◆ DIRECTION
Can you set down the whole Ceph thread excerpt below, word for word?

-- START EXTRACT --

Updated by WANG Guoqin almost 7 years ago

Still happens in 12.0.3, with the patch [[https://github.com/ceph/ceph/pull/15046]] applied。

Actions #5

Updated by Jason McNeil almost 7 years ago

I've no idea the repercussions (thinking I'll backup and recreate the cluster) but if you write an osdmap into all of the empty epochs, it appears possible to recover from this.

In my case, osdmap epochs 178 through 2671 were empty and had to have a map set at every epoch before the OSDs would start again. I pulled some epochs out via the monitor, others I extracted from the other OSDs (so everyone in theory all OSDs should have the same history, even if some of it is lies)

I believe that rolling back to 12.0.1 didn't work (different error I believe, seems I didn't save that output)

-- END EXTRACT --
-- START DATASET EXCERPT --

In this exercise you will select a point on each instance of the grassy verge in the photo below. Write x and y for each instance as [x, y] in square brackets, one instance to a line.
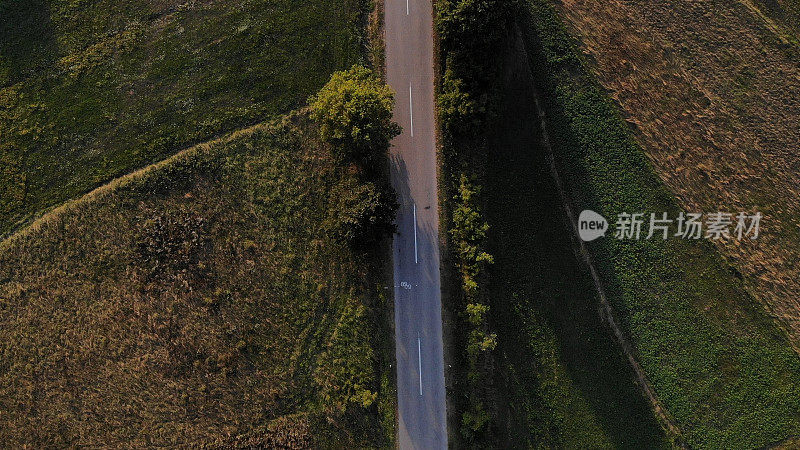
[91, 90]
[206, 300]
[723, 369]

-- END DATASET EXCERPT --

◆ SOLUTION FOR THIS PROBLEM
Updated by WANG Guoqin almost 7 years ago

Still happens in 12.0.3, with the patch [[https://github.com/ceph/ceph/pull/15046]] applied。

Actions #5

Updated by Jason McNeil almost 7 years ago

I've no idea the repercussions (thinking I'll backup and recreate the cluster) but if you write an osdmap into all of the empty epochs, it appears possible to recover from this.

In my case, osdmap epochs 178 through 2671 were empty and had to have a map set at every epoch before the OSDs would start again. I pulled some epochs out via the monitor, others I extracted from the other OSDs (so everyone in theory all OSDs should have the same history, even if some of it is lies)

I believe that rolling back to 12.0.1 didn't work (different error I believe, seems I didn't save that output)